> **RECORDS SUPPLIED**
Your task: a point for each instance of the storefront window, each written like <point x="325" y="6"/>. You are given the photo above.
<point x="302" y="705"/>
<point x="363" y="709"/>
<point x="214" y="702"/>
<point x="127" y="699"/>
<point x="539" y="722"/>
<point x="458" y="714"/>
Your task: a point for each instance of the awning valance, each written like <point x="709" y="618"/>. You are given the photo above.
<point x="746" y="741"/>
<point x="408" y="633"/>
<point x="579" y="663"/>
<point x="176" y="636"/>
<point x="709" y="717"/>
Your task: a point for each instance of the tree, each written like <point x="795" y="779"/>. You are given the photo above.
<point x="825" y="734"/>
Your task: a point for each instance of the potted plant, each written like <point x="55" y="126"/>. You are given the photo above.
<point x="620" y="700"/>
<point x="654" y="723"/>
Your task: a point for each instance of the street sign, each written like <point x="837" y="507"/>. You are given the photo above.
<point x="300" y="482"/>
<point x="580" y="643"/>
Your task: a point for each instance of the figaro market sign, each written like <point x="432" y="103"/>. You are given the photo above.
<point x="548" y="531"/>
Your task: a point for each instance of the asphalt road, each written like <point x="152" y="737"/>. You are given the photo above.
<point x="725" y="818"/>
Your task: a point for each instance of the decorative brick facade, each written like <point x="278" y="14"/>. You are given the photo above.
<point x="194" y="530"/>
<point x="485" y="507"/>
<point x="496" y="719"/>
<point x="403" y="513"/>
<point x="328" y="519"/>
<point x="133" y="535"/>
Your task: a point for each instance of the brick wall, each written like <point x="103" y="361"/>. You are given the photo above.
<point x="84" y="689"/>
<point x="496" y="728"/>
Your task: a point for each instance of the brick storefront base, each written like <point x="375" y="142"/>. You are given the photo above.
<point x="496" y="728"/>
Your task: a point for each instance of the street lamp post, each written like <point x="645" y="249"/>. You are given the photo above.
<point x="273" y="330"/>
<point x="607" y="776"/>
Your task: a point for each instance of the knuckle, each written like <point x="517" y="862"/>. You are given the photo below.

> **TASK STATEMENT**
Please repeat the listing above in full and exactly.

> **RESULT OF THE TASK**
Your task: a point for each instance of the storefront window, each written like <point x="325" y="6"/>. You are given the photo above.
<point x="302" y="705"/>
<point x="363" y="709"/>
<point x="214" y="702"/>
<point x="127" y="699"/>
<point x="539" y="722"/>
<point x="458" y="714"/>
Your task: a point for each instance of the awning valance, each written like <point x="709" y="618"/>. You are given the photo above.
<point x="746" y="741"/>
<point x="408" y="633"/>
<point x="579" y="663"/>
<point x="176" y="636"/>
<point x="709" y="717"/>
Your task: a point for each instance of the tree, each written like <point x="795" y="779"/>. You are given the photo above.
<point x="825" y="734"/>
Your task: a point for each instance of the potted plant, each written like <point x="55" y="126"/>. You are given the photo above.
<point x="620" y="700"/>
<point x="654" y="723"/>
Your task: a point for each instance of the street sign, each written like <point x="837" y="507"/>. You are given the photo above.
<point x="300" y="482"/>
<point x="580" y="643"/>
Your task: a point for each instance of the figaro market sign, each written like <point x="432" y="103"/>. You are given the photo above.
<point x="548" y="531"/>
Your task: a point for each instance of the asphalt road, each written like <point x="152" y="737"/>. You are given the photo above.
<point x="725" y="818"/>
Your task: a point for each instance of the decorative brick facade, each written like <point x="278" y="14"/>. You are given the photo above.
<point x="194" y="530"/>
<point x="485" y="507"/>
<point x="496" y="719"/>
<point x="403" y="513"/>
<point x="328" y="519"/>
<point x="133" y="535"/>
Your task: a point for each instance of the brick wall, each written like <point x="103" y="361"/>. You are given the photo above.
<point x="84" y="689"/>
<point x="496" y="728"/>
Your task: a point for each instance of the brick storefront base, each written like <point x="375" y="142"/>. You are given the photo above.
<point x="496" y="728"/>
Your task: a point for each instance of the street lamp post, each written like <point x="645" y="249"/>. You are given the photo above.
<point x="273" y="330"/>
<point x="607" y="776"/>
Your task: a point for each instance of the knuckle, each written like <point x="517" y="862"/>. You are given the photo below.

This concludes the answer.